▸ **Task**: Name every province whose hospitals enrolled patients, according to the passage on CSF samples and patient characteristics.

▸ **Exercise passage**:
CSF Samples Available for mNGS Analysis
From the clinical study described previously, a total of 841 patients were enrolled from Hue, Khanh Hoa, Dak Lak, or Dong Thap provincial hospitals. Of these, 609/841 (72%) patients had no etiology identified. The etiologic profiles of the patients in whom a pathogen was detected will be reported separately. Of the patients in whom a pathogen was not identified, 204 met our selection criteria, and their CSF samples were included for viral mNGS analysis (Figure 1).
Baseline Characteristics of the Included Patients
The baseline characteristics and outcome of the 204 study patients are described in Table. Male patients were predominant. A substantial proportion of the patients were seriously ill; fatal outcome was recorded in 22 (11%), whereas incomplete recovery was recorded in 17% (n = 35) and deterioration (reflected by being transferred to other hospitals) in 16.5% (n = 34).

Saved entries:
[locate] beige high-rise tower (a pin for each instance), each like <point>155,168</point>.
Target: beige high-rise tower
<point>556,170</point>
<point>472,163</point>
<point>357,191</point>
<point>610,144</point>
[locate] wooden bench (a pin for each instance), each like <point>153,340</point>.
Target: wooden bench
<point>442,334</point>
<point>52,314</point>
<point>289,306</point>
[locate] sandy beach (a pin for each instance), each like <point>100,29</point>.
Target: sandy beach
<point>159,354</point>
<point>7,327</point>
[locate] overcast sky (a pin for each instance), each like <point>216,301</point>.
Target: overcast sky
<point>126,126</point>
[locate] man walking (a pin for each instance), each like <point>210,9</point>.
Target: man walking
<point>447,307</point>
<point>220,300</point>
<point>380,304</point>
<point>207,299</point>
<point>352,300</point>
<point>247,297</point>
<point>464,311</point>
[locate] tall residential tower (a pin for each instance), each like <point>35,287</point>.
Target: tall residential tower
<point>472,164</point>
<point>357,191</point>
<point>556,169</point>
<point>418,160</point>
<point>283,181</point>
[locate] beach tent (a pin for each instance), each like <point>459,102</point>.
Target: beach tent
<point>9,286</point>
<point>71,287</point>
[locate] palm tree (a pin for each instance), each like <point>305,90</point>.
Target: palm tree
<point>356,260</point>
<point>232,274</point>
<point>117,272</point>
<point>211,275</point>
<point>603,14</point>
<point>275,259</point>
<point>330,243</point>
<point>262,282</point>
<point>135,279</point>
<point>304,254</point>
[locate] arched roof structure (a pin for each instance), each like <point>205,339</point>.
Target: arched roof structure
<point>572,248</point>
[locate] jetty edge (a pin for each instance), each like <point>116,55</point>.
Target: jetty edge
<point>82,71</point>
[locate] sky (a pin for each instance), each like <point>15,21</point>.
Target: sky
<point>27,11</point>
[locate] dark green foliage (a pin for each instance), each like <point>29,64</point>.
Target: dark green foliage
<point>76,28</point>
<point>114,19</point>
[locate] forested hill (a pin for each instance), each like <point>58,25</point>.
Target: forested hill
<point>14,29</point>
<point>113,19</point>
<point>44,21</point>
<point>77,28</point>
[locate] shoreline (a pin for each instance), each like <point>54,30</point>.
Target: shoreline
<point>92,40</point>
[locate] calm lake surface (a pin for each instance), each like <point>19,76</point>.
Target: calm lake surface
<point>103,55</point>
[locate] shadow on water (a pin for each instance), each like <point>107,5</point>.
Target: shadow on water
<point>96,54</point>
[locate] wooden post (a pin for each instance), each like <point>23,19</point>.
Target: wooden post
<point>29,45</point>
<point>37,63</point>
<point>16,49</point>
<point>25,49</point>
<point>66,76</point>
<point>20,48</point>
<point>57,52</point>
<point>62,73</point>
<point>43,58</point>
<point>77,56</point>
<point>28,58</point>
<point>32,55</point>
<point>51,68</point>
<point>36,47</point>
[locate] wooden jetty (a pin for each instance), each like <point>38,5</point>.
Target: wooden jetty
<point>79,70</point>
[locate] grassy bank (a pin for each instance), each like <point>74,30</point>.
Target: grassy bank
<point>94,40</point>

▸ **Task result**: Hue, Khanh Hoa, Dak Lak, Dong Thap